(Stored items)
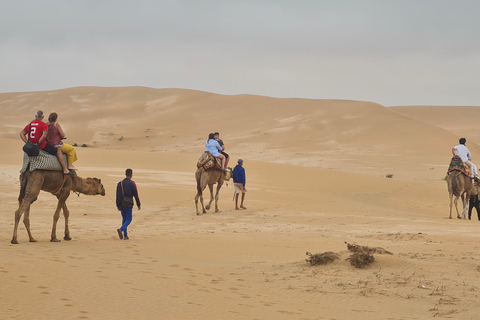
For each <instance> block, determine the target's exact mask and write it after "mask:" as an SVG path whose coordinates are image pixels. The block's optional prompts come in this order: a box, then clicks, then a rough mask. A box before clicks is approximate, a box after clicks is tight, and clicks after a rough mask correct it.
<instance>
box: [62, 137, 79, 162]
mask: <svg viewBox="0 0 480 320" xmlns="http://www.w3.org/2000/svg"><path fill="white" fill-rule="evenodd" d="M58 149H60V150H61V151H62V152H63V153H65V154H66V155H67V159H68V166H69V167H73V163H74V162H75V161H77V160H78V158H77V152H76V151H75V148H74V147H73V146H71V145H69V144H66V143H64V144H63V146H61V147H60V148H58Z"/></svg>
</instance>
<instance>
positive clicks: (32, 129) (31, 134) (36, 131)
mask: <svg viewBox="0 0 480 320" xmlns="http://www.w3.org/2000/svg"><path fill="white" fill-rule="evenodd" d="M35 132H37V128H36V127H32V129H30V138H31V139H35Z"/></svg>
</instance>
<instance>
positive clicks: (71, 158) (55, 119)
mask: <svg viewBox="0 0 480 320" xmlns="http://www.w3.org/2000/svg"><path fill="white" fill-rule="evenodd" d="M57 118H58V115H57V114H56V113H55V112H52V113H50V115H49V116H48V123H47V125H48V134H47V139H46V141H47V143H50V144H53V145H54V146H55V147H57V148H58V150H60V151H62V152H63V153H65V154H66V155H67V159H68V169H69V170H75V169H76V168H75V167H74V166H73V163H74V162H75V161H77V159H78V158H77V152H76V151H75V148H74V147H73V146H71V145H69V144H67V143H63V142H62V139H65V133H64V131H63V129H62V127H61V126H60V123H58V122H57Z"/></svg>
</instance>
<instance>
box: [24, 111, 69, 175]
mask: <svg viewBox="0 0 480 320" xmlns="http://www.w3.org/2000/svg"><path fill="white" fill-rule="evenodd" d="M42 120H43V111H42V110H38V111H37V113H36V114H35V120H33V121H32V122H30V123H29V124H27V126H26V127H25V128H24V129H23V130H22V132H20V138H21V139H22V140H23V142H25V143H27V141H30V142H31V143H33V144H38V145H39V147H40V150H43V151H45V152H47V153H49V154H51V155H52V156H55V155H56V156H57V159H58V162H59V163H60V165H61V166H62V170H63V174H64V175H73V174H74V173H73V172H70V171H69V170H68V169H67V166H66V165H65V160H64V159H63V155H62V152H61V151H60V150H58V149H57V148H56V147H55V146H54V145H52V144H50V143H47V141H46V138H47V134H48V126H47V124H46V123H45V122H43V121H42Z"/></svg>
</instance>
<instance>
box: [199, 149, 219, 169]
mask: <svg viewBox="0 0 480 320" xmlns="http://www.w3.org/2000/svg"><path fill="white" fill-rule="evenodd" d="M197 168H203V169H204V170H205V171H207V170H222V160H220V159H218V158H216V157H214V156H213V155H212V154H211V153H210V152H208V151H205V152H204V153H202V155H201V156H200V158H199V159H198V161H197Z"/></svg>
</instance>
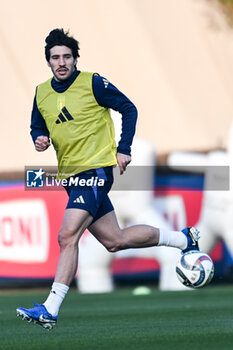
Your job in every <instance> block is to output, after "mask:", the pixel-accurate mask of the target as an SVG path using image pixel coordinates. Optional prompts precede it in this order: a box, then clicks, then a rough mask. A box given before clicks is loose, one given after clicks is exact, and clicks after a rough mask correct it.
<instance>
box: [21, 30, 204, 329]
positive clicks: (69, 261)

YOUR GOAL: Copy out the lines from the beginning of the rows through the line containing "box: [62, 137, 79, 162]", keeping every word unchanged. Leave the pictures out of your copy.

ANSWER SECTION:
For each <instance> block, determine the target's exact mask and write it after "mask:" as an SVG path whose coordinates are image pixels. The block's optional prompts come in this order: a box, then clicks, then a rough mask. A box before clicks is approximate, a box after clicks is tight, and clicks after a rough mask correct it.
<instance>
box: [62, 137, 79, 162]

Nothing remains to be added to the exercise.